* Prompt
With the pictures excluded, reproduce all of the data exactly.

(Data records)

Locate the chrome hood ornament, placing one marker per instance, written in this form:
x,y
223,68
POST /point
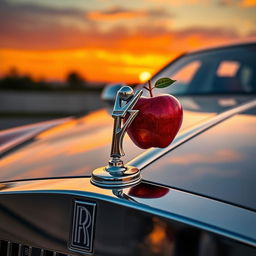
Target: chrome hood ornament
x,y
116,174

(End Data records)

* Exercise solution
Locate the chrome hood ornament, placing one marker per instance, written in this form:
x,y
223,68
POST /point
Target: chrome hood ornament
x,y
116,174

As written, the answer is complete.